[Challenges]
- a) According to the page about Nettie Cooke's 1894 poem, who preserved the original handwritten poem in an envelope?
- b) Please report how many lines of the listing contain the word "blue". Case counts, and the reply should be the number alone.

[Document extract]
My grandmother, Ruth Eaton Cooke (left) and her younger sister Dorothy Cooke (right)

The original handwritten poem below was written in 1894 just after the death of Nettie's first son, Russell Cooke. The poem is now 122 years old. It was preserved by my grand aunt, Helen [Cooke] Roberts, in the envelope shown here. It is inscribed by Helen to explain when the poem was written and why.



Here is Nettie's untitled poem that I have begun calling "A Poem on Little Russell's Passing." It is transcribed immediately after the images of the original handwritten poem. To my knowledge the poem has never been published before or shared outside the family . . . and few in the family have ever seen it before.








A Poem on Little Russell's Passing*
                           By Florence Leonette "Nettie" Cooke (1894)

                                               I sometimes grow weary of waiting
                                               And long for the time to come,
                                              When I shall see my baby,
                                              In that beautiful far off home.

                                              Sometimes when I feel discouraged
                                              And my life seems full of care,
                                              I wonder how long I shall have 
                                             to wait
                                             Before we meet over there.

                                             I wonder if he is happy, 
                                             My dear little baby boy.
                                             If he thinks of Father & Mother
                                             And wants us to share his joy.

                                             At the gate of the beautiful city
                                             In that bright and Heavenly home
                                             Will he be watching and waiting
                                             And longing for us to come?

                                             He was beautiful when he left us,
                                             But will he grow more fair?
                                             Will he grow in Heavenly beauty
                                             And will we know him there?

                                             I wonder sometimes why my baby
                                             Was taken away so soon
                                             Was it because I was straying away
                                             Into the darkness and gloom?

[Source records]
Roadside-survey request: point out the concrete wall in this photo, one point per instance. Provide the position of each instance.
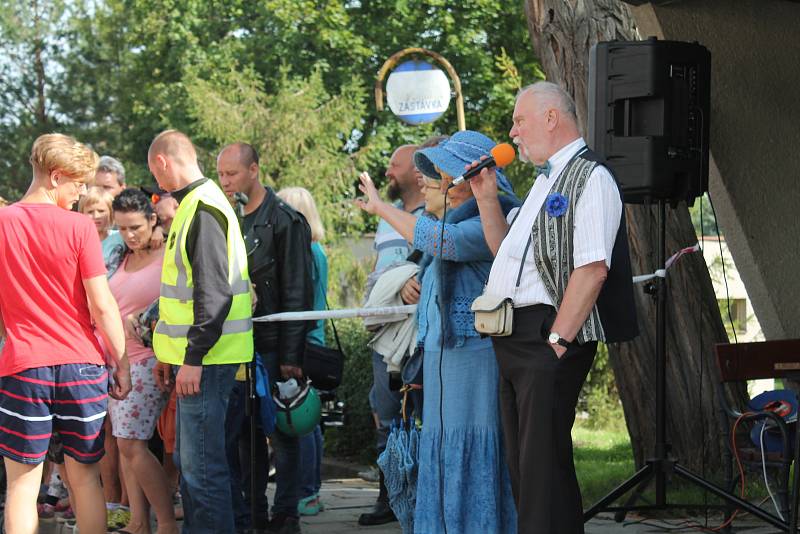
(755, 138)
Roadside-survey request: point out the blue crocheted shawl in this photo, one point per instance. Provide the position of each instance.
(465, 265)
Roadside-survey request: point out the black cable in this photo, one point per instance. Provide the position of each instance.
(724, 275)
(442, 319)
(702, 369)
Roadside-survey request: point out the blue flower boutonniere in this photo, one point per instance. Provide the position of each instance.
(556, 204)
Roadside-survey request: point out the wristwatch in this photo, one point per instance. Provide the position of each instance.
(555, 339)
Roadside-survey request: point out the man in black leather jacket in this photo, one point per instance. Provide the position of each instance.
(278, 242)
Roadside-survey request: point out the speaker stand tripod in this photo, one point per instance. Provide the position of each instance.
(660, 468)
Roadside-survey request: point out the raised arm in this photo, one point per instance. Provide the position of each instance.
(400, 220)
(493, 220)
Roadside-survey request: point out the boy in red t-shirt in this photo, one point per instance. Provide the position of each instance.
(53, 293)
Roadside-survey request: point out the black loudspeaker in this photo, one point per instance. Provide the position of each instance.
(649, 117)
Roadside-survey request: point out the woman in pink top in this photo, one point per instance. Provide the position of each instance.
(136, 285)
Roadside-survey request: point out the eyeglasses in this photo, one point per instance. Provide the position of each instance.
(430, 183)
(155, 198)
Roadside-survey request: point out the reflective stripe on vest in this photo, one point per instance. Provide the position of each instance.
(176, 302)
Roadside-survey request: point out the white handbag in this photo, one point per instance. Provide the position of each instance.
(494, 316)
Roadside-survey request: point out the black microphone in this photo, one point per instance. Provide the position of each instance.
(502, 155)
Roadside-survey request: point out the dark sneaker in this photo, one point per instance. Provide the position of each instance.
(284, 524)
(380, 515)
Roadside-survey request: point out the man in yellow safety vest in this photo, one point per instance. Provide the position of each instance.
(205, 327)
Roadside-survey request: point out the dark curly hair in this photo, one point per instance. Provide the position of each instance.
(133, 201)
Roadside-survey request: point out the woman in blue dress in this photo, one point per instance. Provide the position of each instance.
(463, 483)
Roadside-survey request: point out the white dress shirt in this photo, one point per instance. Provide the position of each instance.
(597, 218)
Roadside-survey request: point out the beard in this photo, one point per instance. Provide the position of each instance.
(523, 152)
(393, 191)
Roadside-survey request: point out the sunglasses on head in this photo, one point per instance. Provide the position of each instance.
(156, 197)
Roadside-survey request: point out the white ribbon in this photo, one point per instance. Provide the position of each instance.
(316, 315)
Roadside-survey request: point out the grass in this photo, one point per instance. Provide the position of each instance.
(604, 459)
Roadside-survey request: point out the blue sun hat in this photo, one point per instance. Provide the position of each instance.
(462, 148)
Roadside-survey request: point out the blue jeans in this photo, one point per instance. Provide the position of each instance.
(383, 401)
(311, 460)
(199, 453)
(287, 456)
(237, 446)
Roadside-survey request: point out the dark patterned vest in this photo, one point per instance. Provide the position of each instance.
(613, 318)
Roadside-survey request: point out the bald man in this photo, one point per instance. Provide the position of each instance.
(391, 247)
(204, 330)
(278, 241)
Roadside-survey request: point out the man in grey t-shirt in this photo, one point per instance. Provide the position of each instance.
(390, 247)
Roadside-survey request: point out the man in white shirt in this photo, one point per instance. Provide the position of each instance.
(565, 263)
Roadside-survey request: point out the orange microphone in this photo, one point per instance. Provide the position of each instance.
(502, 155)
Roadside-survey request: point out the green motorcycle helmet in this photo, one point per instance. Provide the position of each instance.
(300, 414)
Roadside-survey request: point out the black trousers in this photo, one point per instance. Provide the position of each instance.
(538, 394)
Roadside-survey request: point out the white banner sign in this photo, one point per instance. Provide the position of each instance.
(418, 92)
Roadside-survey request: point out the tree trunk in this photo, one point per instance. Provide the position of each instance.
(563, 32)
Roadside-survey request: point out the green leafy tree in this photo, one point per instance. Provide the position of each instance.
(301, 131)
(30, 56)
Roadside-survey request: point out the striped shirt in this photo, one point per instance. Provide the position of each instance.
(597, 218)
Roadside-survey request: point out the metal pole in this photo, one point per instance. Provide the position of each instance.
(661, 356)
(391, 63)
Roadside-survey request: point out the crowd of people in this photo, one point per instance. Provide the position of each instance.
(129, 345)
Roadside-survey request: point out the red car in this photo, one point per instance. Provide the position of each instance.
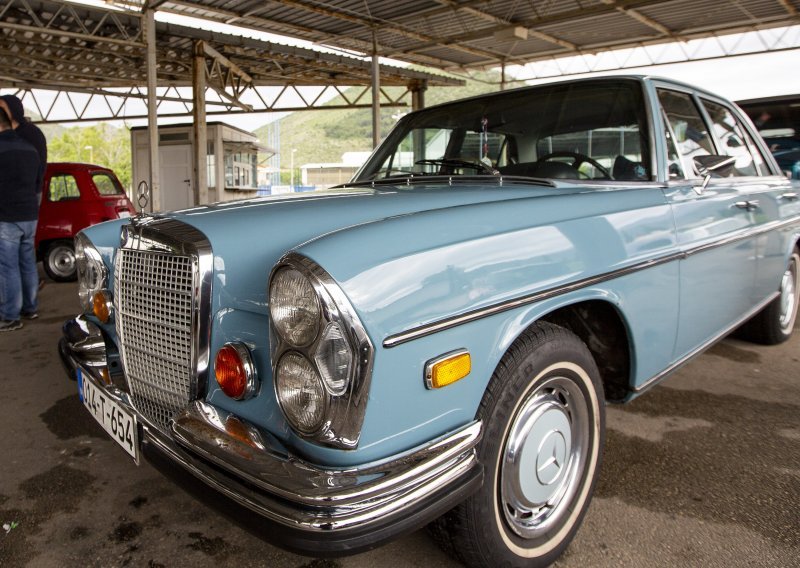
(74, 196)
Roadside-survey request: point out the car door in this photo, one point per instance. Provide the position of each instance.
(713, 221)
(771, 196)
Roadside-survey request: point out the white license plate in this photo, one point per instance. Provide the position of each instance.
(116, 420)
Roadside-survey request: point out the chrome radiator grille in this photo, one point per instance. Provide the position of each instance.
(154, 309)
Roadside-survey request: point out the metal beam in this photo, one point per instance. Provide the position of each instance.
(152, 112)
(376, 94)
(199, 126)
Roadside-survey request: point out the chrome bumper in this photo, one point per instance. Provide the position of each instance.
(326, 511)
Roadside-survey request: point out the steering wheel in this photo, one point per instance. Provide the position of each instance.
(578, 159)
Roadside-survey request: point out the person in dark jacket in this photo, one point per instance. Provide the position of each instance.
(27, 131)
(19, 212)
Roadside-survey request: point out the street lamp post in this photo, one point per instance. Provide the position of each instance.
(291, 167)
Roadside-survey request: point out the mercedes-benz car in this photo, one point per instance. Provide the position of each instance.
(435, 341)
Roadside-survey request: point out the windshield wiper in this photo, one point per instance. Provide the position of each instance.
(456, 163)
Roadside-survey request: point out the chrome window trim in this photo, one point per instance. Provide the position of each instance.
(345, 413)
(170, 236)
(473, 315)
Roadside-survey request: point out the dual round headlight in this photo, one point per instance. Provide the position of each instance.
(91, 270)
(294, 307)
(315, 359)
(300, 393)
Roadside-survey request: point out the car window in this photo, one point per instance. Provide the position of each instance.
(63, 187)
(588, 131)
(674, 166)
(686, 124)
(106, 184)
(734, 140)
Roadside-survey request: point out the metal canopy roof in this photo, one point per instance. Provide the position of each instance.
(464, 34)
(53, 44)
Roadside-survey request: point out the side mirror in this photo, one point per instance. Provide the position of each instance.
(714, 165)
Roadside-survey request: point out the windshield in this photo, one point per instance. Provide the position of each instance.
(590, 131)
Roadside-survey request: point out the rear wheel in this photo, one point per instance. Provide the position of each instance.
(59, 261)
(774, 324)
(544, 426)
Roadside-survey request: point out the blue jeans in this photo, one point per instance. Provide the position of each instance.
(19, 278)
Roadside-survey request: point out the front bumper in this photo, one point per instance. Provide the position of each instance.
(324, 511)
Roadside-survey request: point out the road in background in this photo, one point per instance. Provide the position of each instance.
(701, 471)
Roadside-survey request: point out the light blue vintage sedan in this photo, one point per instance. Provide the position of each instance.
(436, 340)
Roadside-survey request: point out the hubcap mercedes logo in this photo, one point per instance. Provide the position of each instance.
(551, 458)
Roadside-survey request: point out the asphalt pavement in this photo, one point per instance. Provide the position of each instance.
(703, 470)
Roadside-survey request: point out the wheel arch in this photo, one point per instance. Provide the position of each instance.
(600, 323)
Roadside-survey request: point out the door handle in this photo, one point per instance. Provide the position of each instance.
(747, 205)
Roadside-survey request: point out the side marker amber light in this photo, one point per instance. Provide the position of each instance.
(234, 371)
(447, 369)
(102, 306)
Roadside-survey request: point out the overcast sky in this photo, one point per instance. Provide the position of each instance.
(736, 78)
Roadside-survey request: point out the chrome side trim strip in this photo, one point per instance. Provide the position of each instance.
(473, 315)
(685, 359)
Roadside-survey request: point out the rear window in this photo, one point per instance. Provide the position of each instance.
(106, 184)
(63, 187)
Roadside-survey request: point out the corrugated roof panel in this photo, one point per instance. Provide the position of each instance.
(609, 28)
(684, 15)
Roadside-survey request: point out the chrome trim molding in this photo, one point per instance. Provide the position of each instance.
(86, 345)
(685, 359)
(251, 467)
(473, 315)
(345, 412)
(256, 456)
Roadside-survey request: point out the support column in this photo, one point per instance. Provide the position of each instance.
(152, 111)
(376, 93)
(418, 95)
(200, 127)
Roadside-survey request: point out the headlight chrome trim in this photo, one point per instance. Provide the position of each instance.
(346, 410)
(88, 257)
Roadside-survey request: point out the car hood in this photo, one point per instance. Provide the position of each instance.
(249, 237)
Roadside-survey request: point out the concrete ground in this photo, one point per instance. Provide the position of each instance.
(701, 471)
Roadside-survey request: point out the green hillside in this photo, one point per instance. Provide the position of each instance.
(324, 135)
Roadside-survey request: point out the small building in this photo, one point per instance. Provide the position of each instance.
(232, 162)
(322, 175)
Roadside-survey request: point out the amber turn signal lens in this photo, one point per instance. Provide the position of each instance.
(231, 370)
(447, 369)
(101, 305)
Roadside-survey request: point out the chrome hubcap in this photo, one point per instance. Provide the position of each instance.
(789, 292)
(543, 457)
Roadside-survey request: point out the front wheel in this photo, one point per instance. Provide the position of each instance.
(59, 261)
(544, 423)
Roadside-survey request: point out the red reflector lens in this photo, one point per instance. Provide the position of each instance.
(230, 372)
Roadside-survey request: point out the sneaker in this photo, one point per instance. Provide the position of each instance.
(10, 325)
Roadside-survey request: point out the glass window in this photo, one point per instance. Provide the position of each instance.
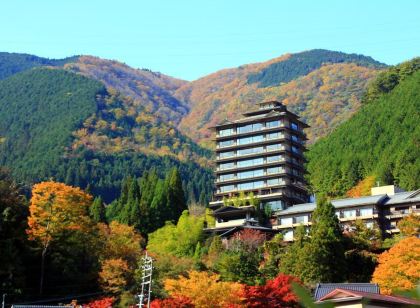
(226, 166)
(226, 143)
(226, 177)
(272, 124)
(273, 147)
(301, 219)
(274, 158)
(275, 205)
(245, 129)
(226, 132)
(225, 188)
(366, 212)
(286, 221)
(250, 151)
(227, 154)
(349, 213)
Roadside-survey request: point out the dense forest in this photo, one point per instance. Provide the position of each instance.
(57, 124)
(381, 140)
(302, 63)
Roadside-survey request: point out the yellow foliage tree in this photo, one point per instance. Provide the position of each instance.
(113, 275)
(205, 290)
(54, 209)
(399, 267)
(362, 188)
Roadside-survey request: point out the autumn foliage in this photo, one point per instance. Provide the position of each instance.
(275, 293)
(105, 302)
(399, 267)
(204, 290)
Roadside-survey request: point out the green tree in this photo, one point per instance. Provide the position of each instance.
(97, 210)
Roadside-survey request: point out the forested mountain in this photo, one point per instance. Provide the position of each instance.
(55, 123)
(12, 63)
(382, 140)
(324, 87)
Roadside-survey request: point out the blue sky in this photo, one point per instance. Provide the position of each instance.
(189, 39)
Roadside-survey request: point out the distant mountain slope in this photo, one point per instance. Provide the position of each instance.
(323, 94)
(381, 140)
(152, 90)
(12, 63)
(54, 123)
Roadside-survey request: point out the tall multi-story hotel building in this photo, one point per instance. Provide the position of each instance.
(262, 154)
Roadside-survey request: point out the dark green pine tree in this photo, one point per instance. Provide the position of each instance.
(323, 257)
(97, 210)
(176, 196)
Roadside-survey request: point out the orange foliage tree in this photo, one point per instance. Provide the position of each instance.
(399, 267)
(54, 209)
(204, 290)
(410, 225)
(362, 188)
(275, 293)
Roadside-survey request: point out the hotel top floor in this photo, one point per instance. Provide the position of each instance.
(266, 118)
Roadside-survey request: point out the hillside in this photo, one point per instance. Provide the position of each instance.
(381, 140)
(321, 86)
(54, 123)
(12, 63)
(152, 90)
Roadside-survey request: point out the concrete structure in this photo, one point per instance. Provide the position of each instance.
(385, 210)
(261, 156)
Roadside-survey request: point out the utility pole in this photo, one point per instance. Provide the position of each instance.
(146, 281)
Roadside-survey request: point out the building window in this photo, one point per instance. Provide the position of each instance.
(226, 166)
(301, 219)
(226, 132)
(227, 177)
(275, 205)
(349, 213)
(226, 143)
(366, 212)
(274, 158)
(250, 162)
(286, 221)
(250, 151)
(273, 147)
(226, 188)
(226, 154)
(272, 124)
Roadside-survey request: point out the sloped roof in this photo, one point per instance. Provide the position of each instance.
(350, 294)
(322, 289)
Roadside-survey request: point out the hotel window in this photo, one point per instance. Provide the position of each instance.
(274, 170)
(349, 213)
(250, 151)
(273, 135)
(274, 158)
(366, 212)
(275, 181)
(226, 143)
(226, 166)
(272, 124)
(273, 147)
(275, 205)
(226, 154)
(226, 177)
(301, 219)
(250, 162)
(286, 221)
(250, 174)
(226, 132)
(225, 188)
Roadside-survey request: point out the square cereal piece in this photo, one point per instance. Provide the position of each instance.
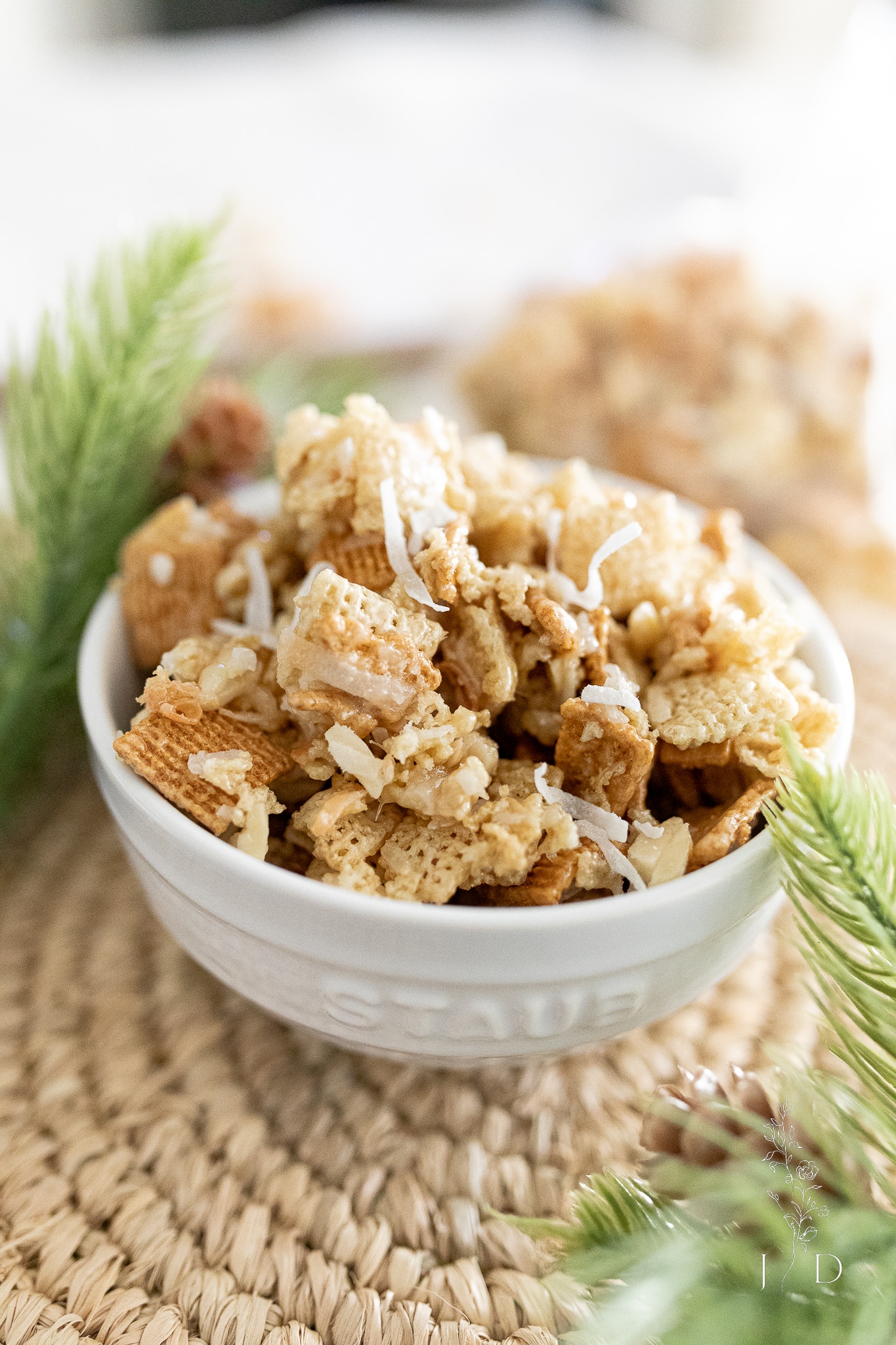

[Answers to the tasks]
- a) Helen [Cooke] Roberts

- b) 8